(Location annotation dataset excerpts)
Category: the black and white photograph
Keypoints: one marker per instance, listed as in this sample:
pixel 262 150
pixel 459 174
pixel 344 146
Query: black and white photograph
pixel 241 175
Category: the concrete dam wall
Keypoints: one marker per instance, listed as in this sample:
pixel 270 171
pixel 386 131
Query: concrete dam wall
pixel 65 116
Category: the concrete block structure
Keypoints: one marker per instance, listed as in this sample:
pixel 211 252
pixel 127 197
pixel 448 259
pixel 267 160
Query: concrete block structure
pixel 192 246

• _Objective_: Reproduce the complete data exactly as presented above.

• _Reply_:
Category: the black and white photograph
Keypoints: one marker per instance, listed as in this sample:
pixel 262 150
pixel 459 174
pixel 344 146
Query: black and white photograph
pixel 241 175
Category: the concrete dam wall
Keypoints: one marker per instance, listed as in this sample:
pixel 270 171
pixel 386 131
Query: concrete dam wall
pixel 65 116
Category: the concrete block structure
Keypoints: one marker per instance, listed as in this sample:
pixel 211 252
pixel 127 197
pixel 448 259
pixel 267 160
Query: concrete block structure
pixel 192 246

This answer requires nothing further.